■ **Directions**:
Repeat the whole listing exactly.

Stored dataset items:
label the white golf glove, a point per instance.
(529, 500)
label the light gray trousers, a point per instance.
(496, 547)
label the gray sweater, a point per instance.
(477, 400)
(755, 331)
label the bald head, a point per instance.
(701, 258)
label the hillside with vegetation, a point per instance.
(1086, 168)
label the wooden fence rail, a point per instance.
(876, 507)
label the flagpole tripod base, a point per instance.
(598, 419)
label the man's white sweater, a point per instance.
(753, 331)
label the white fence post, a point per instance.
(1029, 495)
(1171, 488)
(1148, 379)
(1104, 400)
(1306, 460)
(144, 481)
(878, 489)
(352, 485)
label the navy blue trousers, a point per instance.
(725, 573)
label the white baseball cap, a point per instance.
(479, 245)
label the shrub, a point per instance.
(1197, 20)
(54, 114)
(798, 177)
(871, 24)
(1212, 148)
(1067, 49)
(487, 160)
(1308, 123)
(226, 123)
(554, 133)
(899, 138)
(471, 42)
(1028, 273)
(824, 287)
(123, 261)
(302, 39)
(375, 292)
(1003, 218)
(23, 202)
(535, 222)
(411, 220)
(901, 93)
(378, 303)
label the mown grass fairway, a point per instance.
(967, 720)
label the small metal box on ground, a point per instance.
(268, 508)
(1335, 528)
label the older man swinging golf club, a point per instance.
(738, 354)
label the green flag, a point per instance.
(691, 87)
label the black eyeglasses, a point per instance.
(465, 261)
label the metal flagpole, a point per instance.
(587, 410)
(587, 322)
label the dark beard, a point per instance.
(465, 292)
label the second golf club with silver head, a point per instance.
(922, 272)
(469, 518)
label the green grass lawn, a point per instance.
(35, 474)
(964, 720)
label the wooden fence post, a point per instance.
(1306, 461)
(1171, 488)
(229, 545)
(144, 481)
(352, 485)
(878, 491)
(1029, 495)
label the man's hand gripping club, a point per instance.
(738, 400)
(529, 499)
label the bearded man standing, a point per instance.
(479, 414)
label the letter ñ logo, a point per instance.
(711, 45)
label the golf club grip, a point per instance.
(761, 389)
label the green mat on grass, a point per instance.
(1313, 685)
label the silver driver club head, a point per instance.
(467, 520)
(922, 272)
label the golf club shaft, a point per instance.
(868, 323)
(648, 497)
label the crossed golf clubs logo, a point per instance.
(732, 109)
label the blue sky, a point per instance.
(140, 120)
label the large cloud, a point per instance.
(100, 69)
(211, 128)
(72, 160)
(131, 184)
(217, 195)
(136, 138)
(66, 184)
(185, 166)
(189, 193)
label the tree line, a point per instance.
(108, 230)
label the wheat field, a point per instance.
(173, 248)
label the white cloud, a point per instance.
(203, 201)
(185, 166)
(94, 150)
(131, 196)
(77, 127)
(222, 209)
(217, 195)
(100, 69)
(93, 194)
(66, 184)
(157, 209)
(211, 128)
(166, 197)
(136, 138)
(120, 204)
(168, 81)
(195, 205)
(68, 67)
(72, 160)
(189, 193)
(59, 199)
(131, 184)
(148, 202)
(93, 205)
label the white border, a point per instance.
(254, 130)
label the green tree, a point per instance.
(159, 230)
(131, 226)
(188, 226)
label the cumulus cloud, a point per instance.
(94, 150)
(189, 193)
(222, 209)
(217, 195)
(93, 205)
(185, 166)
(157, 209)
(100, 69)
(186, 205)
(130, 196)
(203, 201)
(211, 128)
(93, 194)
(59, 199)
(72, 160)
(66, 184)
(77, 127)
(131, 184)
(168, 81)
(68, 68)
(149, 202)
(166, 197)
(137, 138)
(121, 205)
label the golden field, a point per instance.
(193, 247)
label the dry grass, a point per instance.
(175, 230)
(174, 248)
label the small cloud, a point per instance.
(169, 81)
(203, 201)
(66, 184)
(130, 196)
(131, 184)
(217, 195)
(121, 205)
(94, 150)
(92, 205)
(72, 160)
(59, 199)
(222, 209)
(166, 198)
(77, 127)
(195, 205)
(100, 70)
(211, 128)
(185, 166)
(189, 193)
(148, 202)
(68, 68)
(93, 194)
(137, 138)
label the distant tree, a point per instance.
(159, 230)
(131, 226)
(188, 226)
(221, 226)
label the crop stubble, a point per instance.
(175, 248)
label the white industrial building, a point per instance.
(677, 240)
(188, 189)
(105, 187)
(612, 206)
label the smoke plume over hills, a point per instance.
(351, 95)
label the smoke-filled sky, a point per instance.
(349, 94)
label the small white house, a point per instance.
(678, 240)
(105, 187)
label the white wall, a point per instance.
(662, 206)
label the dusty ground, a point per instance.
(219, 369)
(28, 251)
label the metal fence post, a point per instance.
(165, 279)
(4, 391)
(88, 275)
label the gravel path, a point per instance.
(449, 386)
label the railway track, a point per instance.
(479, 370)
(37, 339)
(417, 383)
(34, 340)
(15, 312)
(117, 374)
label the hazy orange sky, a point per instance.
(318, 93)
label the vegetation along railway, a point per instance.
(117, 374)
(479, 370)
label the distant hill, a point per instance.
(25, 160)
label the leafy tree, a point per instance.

■ **Solution for this problem**:
label the white golf glove, a point per instance.
(529, 500)
label the light gray trousers, a point per instance.
(496, 547)
label the gray sweater, a point per instance.
(477, 400)
(755, 331)
label the bald head, a point per instance.
(701, 258)
label the hillside with vegetation, a point per instance.
(1086, 168)
label the wooden fence rail, a point per instance.
(876, 507)
label the flagpole tripod base, a point per instance.
(598, 419)
label the man's white sweater, a point per instance.
(753, 331)
label the white fence post, a point per instance.
(1029, 495)
(1171, 488)
(1148, 379)
(1104, 400)
(1306, 460)
(144, 481)
(878, 489)
(352, 485)
label the navy blue trousers, a point per instance.
(725, 573)
label the white baseball cap, a point per instance.
(479, 245)
label the shrub, a point per instance.
(1197, 20)
(54, 114)
(798, 177)
(871, 24)
(1212, 148)
(1067, 49)
(487, 160)
(1308, 123)
(226, 123)
(554, 133)
(899, 138)
(471, 42)
(1028, 273)
(824, 287)
(123, 261)
(302, 39)
(375, 292)
(1003, 218)
(23, 202)
(535, 222)
(411, 220)
(901, 93)
(378, 303)
label the mown grass fairway, a point per instance.
(967, 720)
label the small metal box on ground, a point per instance.
(268, 508)
(1335, 528)
label the older man swinging golf club, a point per instance.
(738, 354)
label the green flag, a point per instance.
(691, 87)
label the black eyeglasses, a point per instance.
(465, 261)
label the metal flagpole, a point per instance.
(587, 410)
(587, 322)
label the dark beard, a point per instance.
(465, 292)
label the second golf club with silver head, a point per instance.
(922, 272)
(469, 518)
label the green grass lawn, a point per instance.
(35, 474)
(964, 720)
label the wooden fence post, a point per instance.
(1306, 461)
(1171, 488)
(229, 545)
(144, 481)
(352, 485)
(878, 491)
(1029, 495)
label the man's hand gripping club, a point per instance.
(738, 400)
(529, 499)
label the bearded man standing, a point per instance.
(479, 414)
label the letter ñ logo, a point per instance.
(711, 45)
label the golf club grip, a point per instance.
(761, 389)
label the green mat on grass, a point per instance.
(1313, 685)
label the silver driver club head, a point per instance.
(467, 520)
(922, 272)
label the golf club shaft, a point per instance.
(868, 323)
(648, 497)
label the crossed golf clubs logo, a point per instance.
(732, 109)
label the blue sky, a point per instance.
(140, 120)
label the large cloud, a point per instance.
(100, 69)
(211, 128)
(72, 160)
(131, 184)
(217, 195)
(136, 138)
(66, 184)
(185, 166)
(189, 193)
label the tree line, a point per instance.
(108, 230)
label the wheat field, a point per instance.
(173, 248)
label the white cloud, a point per instance.
(203, 201)
(185, 166)
(94, 150)
(131, 196)
(77, 127)
(222, 209)
(217, 195)
(100, 69)
(93, 194)
(66, 184)
(157, 209)
(211, 128)
(166, 197)
(136, 138)
(120, 204)
(168, 81)
(195, 205)
(68, 67)
(72, 160)
(189, 193)
(59, 199)
(131, 184)
(148, 202)
(93, 205)
label the white border, a point per instance.
(254, 130)
label the green tree, a point per instance.
(159, 230)
(131, 226)
(188, 226)
label the cumulus cloud, a point per instance.
(94, 150)
(189, 193)
(222, 209)
(217, 195)
(93, 205)
(185, 166)
(157, 209)
(100, 69)
(186, 205)
(130, 196)
(203, 201)
(211, 128)
(93, 194)
(59, 199)
(72, 160)
(66, 184)
(77, 127)
(131, 184)
(168, 81)
(68, 68)
(149, 202)
(166, 197)
(137, 138)
(121, 205)
label the golden field, a point per instance.
(193, 247)
label the dry grass, a point per instance.
(175, 230)
(174, 248)
label the small cloud, a point per instance.
(169, 81)
(203, 201)
(66, 184)
(130, 196)
(131, 184)
(217, 195)
(121, 205)
(94, 150)
(92, 205)
(72, 160)
(59, 199)
(222, 209)
(166, 198)
(77, 127)
(195, 205)
(100, 70)
(211, 128)
(185, 166)
(189, 193)
(148, 202)
(68, 68)
(93, 194)
(137, 138)
label the distant tree, a point per instance.
(159, 230)
(131, 226)
(188, 226)
(221, 226)
label the crop stubble, a point per instance.
(175, 248)
label the white industrial building, a point per instance.
(677, 240)
(188, 189)
(105, 187)
(612, 206)
label the smoke plume over hills, a point per instance.
(351, 95)
label the smoke-filled sky, a point per instance.
(349, 94)
label the small white house, a point per instance.
(678, 240)
(105, 187)
label the white wall, a point per instance.
(662, 206)
label the dusty ground, a point per instance.
(219, 369)
(28, 251)
label the metal fence post, a point per instance.
(165, 279)
(4, 391)
(88, 275)
label the gravel path, a point per instance.
(449, 386)
label the railway track, a point per instance.
(479, 370)
(37, 339)
(417, 383)
(34, 340)
(15, 312)
(117, 374)
label the hazy orange sky, a point per instance.
(318, 93)
label the vegetation along railway, a point per instance.
(117, 374)
(479, 370)
label the distant hill, a point per instance.
(25, 160)
label the leafy tree, a point per instance.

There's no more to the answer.